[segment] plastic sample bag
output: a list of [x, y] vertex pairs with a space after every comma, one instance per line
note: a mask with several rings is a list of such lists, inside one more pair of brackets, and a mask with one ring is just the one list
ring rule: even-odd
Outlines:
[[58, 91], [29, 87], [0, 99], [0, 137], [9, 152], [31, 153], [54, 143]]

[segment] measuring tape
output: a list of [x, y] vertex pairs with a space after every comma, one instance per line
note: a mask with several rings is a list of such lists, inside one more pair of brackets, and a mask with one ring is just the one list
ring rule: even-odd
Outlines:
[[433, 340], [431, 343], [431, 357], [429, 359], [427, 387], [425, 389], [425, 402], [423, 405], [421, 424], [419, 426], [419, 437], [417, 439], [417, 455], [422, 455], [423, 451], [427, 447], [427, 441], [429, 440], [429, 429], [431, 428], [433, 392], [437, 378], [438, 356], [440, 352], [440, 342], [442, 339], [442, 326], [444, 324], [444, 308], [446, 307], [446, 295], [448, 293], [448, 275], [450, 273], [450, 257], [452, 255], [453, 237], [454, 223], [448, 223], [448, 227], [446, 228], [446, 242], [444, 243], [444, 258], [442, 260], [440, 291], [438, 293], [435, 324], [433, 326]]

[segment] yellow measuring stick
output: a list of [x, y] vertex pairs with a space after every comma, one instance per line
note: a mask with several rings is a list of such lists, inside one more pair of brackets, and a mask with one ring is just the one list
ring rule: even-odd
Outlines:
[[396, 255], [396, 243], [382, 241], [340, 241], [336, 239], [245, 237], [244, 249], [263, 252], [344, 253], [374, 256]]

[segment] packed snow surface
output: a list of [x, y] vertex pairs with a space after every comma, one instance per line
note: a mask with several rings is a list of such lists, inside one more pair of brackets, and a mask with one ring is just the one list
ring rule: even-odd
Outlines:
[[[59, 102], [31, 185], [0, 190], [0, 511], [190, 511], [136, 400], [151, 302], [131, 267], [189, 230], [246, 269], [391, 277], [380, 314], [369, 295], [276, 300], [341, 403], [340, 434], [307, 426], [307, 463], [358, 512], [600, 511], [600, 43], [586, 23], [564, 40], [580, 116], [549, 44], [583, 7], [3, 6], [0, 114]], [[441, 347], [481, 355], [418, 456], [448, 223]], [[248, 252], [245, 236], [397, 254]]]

What is expected> Reproduce every line of the data without changing a word.

Your solution>
[segment] plastic sample bag
output: a list of [x, y] vertex pairs with a space after every comma, one instance per line
note: a mask with several rings is a list of such lists, inside one more pair of brackets, and a mask with one ring is just the one list
ring rule: even-odd
Outlines:
[[58, 91], [29, 87], [0, 99], [0, 137], [9, 152], [31, 153], [54, 143]]

[segment] measuring tape
output: a list of [x, y] vertex pairs with a space after every comma, one instance per line
note: a mask with several rings is a list of such lists, inside one more pair of brackets, and a mask with one ring is just the one list
ring rule: even-odd
Outlines:
[[433, 340], [431, 343], [431, 357], [429, 359], [427, 387], [425, 389], [425, 402], [423, 405], [421, 424], [419, 426], [419, 437], [417, 439], [417, 455], [422, 455], [423, 451], [427, 447], [427, 441], [429, 440], [429, 429], [431, 428], [433, 392], [437, 378], [438, 356], [440, 352], [440, 342], [442, 339], [442, 326], [444, 324], [444, 308], [446, 307], [446, 295], [448, 293], [448, 275], [450, 273], [450, 257], [452, 255], [453, 237], [454, 223], [448, 223], [448, 227], [446, 228], [446, 242], [444, 243], [444, 258], [442, 260], [440, 291], [438, 293], [435, 324], [433, 326]]

[segment] yellow measuring stick
output: a list of [x, y] vertex pairs with a space after every comma, one instance per line
note: a mask with several rings is a list of such lists, inside one more pair of brackets, and a mask with one ring is just the one list
ring rule: even-odd
Outlines:
[[396, 255], [396, 243], [382, 241], [340, 241], [336, 239], [245, 237], [244, 249], [263, 252], [344, 253], [374, 256]]

[segment] packed snow surface
output: a list of [x, y] vertex pairs with a space after every comma, one instance per line
note: a mask with several rings is a list of such lists, inside one more pair of brackets, and a mask with one ring is just the one list
ring rule: even-odd
Outlines:
[[[59, 102], [31, 185], [0, 190], [0, 511], [190, 511], [136, 400], [151, 302], [131, 267], [189, 230], [246, 269], [391, 277], [380, 314], [369, 295], [276, 300], [341, 403], [340, 434], [307, 426], [307, 463], [358, 512], [600, 511], [600, 43], [586, 23], [564, 40], [580, 116], [549, 44], [583, 7], [3, 6], [0, 114]], [[441, 347], [481, 355], [418, 456], [448, 223]], [[248, 252], [245, 236], [397, 254]]]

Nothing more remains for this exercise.